▶ [Brief]: Continue the passage about the 1892 Alice Mitchell murder case, starting after its final sentence.

▶ [Selected excerpt]:
======
On a winter day in 1892, in the broad daylight of downtown Memphis, Tennessee, a middle class woman named Alice Mitchell slashed the throat of her lover, Freda Ward, killing her instantly. Local, national, and international newspapers, medical and scientific publications, and popular fiction writers all clamored to cover the ensuing “girl lovers” murder trial. Lisa Duggan locates in this sensationalized event the emergence of the lesbian in U.S. mass culture and shows how newly “modern” notions of normality and morality that arose from such cases still haunt and distort lesbian and gay politics to the present day.
======
▶ [Provided records]:
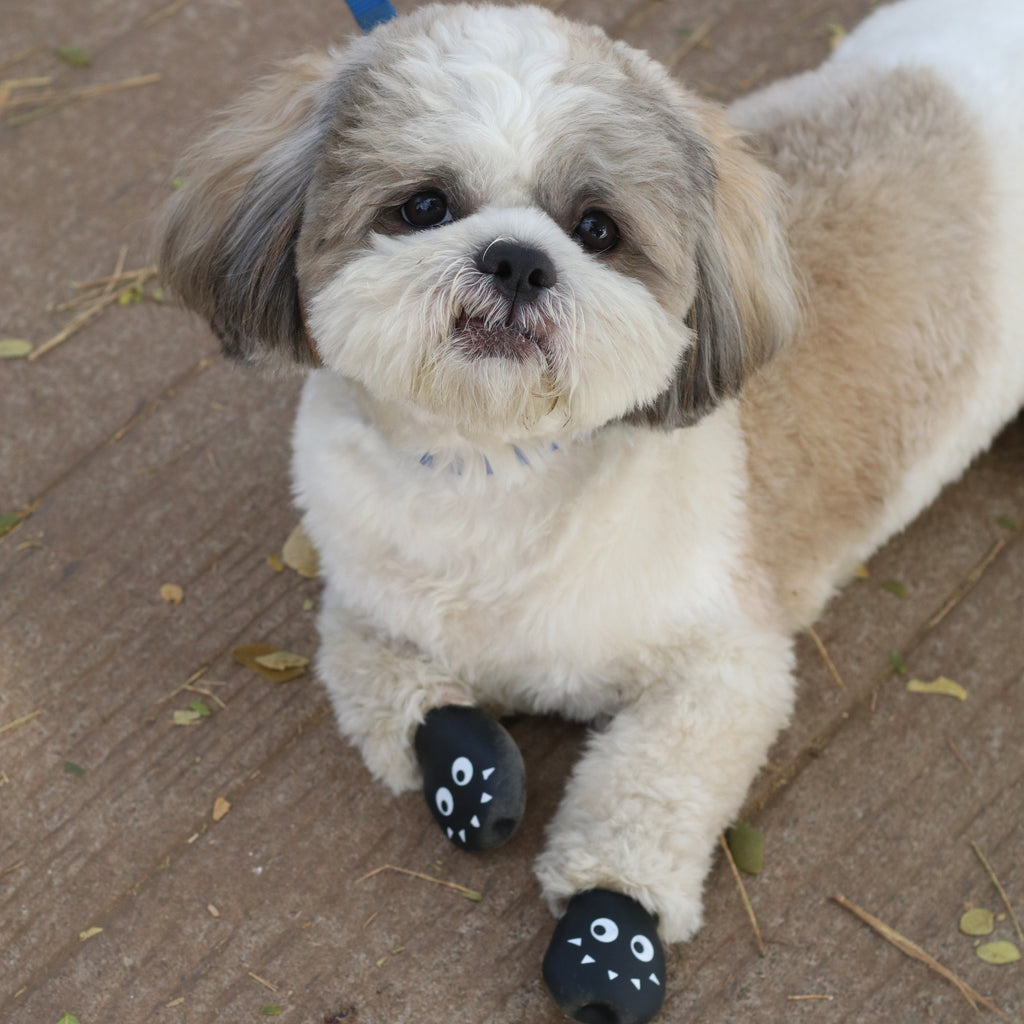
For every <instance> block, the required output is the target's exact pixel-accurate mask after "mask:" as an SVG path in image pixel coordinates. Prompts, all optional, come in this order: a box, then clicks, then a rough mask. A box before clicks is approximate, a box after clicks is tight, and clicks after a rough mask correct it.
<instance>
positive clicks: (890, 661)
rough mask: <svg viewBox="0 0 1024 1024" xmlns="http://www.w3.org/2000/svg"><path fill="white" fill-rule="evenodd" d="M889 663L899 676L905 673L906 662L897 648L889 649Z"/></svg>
mask: <svg viewBox="0 0 1024 1024" xmlns="http://www.w3.org/2000/svg"><path fill="white" fill-rule="evenodd" d="M889 664H890V665H891V666H892V667H893V669H894V670H895V671H896V672H898V673H899V674H900V675H901V676H903V675H905V674H906V662H904V660H903V655H902V654H901V653H900V652H899V651H898V650H891V651H889Z"/></svg>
======
▶ [Written response]:
Situating this story alongside simultaneously circulating lynching narratives (and its resistant versions, such as those of Memphis antilynching activist Ida B. Wells) Duggan reveals how stories of sex and violence were crucial to the development of American modernity. While careful to point out the differences between the public reigns of terror that led to many lynchings and the rarer instances of the murder of one woman by another privately motivated woman, Duggan asserts that dominant versions of both sets of stories contributed to the marginalization of African Americans and women while solidifying a distinctly white, male, heterosexual form of American citizenship. Having explored the role of turn-of-the-century print media—and in particular their tendency toward sensationalism—Duggan moves next to a review of sexology literature and to novels, most notably Radclyffe Hall’s The Well of Loneliness. Sapphic Slashers concludes with two appendices, one of which presents a detailed summary of Ward’s murder, the trial, and Mitchell’s eventual institutionalization. The other presents transcriptions of letters exchanged between the two women prior to the crime.
Combining cultural history, feminist and queer theory, narrative analysis, and compelling storytelling, Sapphic Slashers provides the first history of the emergence of the lesbian in twentieth-century mass culture.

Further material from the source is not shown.